Pick out every line in the material below that contains the word "door", and copy each of those lines. Matches must have the same letter case.

#####

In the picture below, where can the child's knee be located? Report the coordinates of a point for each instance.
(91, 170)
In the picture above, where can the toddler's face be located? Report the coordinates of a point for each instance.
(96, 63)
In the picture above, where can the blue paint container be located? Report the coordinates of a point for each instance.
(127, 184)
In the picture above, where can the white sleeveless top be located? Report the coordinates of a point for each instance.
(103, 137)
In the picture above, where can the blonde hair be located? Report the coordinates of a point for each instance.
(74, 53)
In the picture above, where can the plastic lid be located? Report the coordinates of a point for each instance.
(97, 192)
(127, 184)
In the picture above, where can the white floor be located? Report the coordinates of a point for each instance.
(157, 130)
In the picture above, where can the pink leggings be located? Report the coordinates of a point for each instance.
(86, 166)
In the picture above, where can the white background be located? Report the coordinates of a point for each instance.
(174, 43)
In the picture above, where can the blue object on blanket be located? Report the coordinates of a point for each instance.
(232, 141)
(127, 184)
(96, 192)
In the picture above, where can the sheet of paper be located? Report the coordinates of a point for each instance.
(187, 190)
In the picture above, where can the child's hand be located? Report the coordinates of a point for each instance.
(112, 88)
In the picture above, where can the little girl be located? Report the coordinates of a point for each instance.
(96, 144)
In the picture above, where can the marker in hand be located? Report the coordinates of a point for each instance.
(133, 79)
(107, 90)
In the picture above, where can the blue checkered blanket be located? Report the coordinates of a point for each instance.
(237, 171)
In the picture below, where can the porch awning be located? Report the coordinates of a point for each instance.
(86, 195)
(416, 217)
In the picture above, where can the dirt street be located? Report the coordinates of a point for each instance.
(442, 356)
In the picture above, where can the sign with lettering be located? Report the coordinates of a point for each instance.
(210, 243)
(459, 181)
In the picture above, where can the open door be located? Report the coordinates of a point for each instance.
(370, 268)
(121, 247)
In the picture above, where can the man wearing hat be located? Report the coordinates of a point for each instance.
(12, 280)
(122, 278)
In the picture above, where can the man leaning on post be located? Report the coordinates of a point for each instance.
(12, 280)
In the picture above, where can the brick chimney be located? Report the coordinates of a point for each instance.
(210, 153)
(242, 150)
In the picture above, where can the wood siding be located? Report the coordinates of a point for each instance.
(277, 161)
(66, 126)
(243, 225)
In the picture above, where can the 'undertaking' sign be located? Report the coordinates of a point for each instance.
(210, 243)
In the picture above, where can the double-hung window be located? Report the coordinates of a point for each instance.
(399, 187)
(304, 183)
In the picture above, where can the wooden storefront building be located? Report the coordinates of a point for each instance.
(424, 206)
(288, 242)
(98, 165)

#####

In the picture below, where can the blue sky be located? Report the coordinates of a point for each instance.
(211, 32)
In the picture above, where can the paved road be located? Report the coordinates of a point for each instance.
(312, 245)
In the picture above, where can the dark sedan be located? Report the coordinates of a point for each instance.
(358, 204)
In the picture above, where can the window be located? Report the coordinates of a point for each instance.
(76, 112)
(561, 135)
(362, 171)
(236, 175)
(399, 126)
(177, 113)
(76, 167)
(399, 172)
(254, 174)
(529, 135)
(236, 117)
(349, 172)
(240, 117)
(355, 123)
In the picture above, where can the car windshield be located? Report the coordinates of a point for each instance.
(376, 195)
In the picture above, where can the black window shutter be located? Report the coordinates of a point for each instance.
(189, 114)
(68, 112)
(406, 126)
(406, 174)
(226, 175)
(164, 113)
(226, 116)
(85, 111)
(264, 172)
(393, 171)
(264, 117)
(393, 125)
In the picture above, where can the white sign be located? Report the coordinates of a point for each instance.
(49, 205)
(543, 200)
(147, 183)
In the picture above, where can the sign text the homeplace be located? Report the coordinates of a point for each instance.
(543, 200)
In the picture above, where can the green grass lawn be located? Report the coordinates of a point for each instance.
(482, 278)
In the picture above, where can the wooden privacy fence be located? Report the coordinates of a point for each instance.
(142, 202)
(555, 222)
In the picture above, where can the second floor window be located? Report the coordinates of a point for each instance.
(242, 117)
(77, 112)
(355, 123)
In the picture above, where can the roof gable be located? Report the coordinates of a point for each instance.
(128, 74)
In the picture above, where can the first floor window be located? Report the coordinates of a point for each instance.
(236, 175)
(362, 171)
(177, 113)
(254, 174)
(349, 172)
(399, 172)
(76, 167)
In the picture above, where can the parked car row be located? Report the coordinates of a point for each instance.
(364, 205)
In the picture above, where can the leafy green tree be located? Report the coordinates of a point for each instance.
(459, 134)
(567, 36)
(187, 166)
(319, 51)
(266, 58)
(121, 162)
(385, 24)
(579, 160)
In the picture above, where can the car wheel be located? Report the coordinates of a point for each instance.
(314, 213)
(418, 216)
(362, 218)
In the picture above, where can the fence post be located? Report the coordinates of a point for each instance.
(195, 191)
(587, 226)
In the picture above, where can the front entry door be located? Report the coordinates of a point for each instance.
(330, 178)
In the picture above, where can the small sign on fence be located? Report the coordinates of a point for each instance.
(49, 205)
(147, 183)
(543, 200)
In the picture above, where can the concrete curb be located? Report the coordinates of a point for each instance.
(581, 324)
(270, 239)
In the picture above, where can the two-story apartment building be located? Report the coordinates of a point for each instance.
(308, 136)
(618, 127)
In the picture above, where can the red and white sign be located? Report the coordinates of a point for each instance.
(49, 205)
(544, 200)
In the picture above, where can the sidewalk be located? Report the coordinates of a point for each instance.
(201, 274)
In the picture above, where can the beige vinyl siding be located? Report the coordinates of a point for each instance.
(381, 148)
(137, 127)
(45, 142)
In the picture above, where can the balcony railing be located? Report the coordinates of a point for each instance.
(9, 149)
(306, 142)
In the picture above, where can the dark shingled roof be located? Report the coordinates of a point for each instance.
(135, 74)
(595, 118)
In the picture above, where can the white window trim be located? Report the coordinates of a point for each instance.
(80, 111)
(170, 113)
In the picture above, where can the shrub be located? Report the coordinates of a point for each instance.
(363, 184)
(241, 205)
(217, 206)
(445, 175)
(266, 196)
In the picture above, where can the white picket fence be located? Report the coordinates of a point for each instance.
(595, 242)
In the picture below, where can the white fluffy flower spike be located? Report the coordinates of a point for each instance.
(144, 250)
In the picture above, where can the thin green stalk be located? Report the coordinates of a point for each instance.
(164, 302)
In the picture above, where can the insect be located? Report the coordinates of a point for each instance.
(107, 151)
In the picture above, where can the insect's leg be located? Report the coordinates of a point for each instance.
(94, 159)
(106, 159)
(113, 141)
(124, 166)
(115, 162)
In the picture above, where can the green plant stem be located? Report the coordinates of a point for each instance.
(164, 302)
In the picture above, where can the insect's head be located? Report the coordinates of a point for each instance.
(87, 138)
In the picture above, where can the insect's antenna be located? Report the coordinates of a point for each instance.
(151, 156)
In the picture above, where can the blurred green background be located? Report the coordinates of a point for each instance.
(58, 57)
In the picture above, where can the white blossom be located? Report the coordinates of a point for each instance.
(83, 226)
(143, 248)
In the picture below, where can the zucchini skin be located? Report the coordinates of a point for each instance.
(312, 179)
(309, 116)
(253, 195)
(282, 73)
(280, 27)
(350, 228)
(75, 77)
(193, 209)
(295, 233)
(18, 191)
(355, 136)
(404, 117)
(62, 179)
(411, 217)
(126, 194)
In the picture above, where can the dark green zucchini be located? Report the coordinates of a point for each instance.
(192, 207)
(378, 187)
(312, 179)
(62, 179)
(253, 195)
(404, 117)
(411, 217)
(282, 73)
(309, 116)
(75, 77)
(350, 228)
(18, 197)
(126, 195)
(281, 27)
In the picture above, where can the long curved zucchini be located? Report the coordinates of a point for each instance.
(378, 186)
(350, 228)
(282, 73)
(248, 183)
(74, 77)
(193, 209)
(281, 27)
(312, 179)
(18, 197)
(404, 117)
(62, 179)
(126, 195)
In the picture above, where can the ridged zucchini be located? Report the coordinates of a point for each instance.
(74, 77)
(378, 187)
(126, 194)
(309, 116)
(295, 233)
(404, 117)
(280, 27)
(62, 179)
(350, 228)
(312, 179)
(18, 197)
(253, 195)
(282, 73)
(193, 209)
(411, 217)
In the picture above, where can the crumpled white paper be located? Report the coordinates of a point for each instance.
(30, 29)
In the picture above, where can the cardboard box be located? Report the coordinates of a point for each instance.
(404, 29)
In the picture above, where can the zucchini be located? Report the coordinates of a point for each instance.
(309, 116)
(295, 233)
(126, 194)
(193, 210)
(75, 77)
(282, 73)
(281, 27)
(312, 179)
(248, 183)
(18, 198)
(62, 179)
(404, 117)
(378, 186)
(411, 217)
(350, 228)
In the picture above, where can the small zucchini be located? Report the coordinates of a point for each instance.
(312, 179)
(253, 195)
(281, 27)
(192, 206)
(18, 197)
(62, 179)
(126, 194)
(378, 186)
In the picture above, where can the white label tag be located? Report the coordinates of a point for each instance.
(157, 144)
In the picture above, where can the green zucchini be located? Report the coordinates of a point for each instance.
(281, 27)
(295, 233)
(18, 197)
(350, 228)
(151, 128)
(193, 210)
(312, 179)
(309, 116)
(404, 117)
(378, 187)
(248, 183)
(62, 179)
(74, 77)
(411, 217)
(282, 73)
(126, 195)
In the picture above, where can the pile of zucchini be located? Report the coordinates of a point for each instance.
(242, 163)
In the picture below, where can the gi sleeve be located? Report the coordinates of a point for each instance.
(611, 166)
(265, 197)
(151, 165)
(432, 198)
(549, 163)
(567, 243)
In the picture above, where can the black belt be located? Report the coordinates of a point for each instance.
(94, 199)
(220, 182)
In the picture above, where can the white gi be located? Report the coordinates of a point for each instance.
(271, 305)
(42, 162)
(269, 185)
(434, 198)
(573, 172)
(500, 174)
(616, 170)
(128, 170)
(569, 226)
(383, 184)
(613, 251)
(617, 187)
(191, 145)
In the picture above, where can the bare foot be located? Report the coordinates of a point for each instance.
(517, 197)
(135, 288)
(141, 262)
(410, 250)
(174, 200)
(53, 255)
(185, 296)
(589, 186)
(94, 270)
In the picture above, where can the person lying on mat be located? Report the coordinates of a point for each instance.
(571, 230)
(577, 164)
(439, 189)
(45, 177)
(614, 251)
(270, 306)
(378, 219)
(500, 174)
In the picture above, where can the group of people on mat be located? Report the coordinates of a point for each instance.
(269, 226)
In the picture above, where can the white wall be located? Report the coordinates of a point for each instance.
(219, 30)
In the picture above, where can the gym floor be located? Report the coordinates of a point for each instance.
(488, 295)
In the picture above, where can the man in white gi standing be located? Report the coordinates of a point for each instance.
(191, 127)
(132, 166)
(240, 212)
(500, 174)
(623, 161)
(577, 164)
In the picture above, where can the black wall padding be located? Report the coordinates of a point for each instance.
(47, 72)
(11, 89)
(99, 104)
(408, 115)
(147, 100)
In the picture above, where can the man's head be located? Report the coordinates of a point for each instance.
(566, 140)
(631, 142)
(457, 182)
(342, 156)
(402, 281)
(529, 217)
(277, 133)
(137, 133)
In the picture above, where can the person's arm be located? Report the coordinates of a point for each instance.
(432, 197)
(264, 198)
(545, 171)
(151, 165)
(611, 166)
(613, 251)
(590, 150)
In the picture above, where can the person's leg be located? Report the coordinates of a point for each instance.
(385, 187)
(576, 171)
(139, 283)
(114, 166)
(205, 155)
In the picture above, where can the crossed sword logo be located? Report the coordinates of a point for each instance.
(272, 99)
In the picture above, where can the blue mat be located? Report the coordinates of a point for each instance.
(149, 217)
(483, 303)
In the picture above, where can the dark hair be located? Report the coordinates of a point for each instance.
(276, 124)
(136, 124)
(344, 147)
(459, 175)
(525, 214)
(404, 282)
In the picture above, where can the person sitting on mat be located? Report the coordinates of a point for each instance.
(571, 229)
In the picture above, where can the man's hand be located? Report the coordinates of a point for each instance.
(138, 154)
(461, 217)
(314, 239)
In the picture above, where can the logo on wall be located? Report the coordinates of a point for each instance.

#####

(Exercise response):
In the picture above, where can the open door be located? Report the coordinates of a point for each instance.
In the picture above, where can the front entry door be located? Report the coordinates of a point for each instance.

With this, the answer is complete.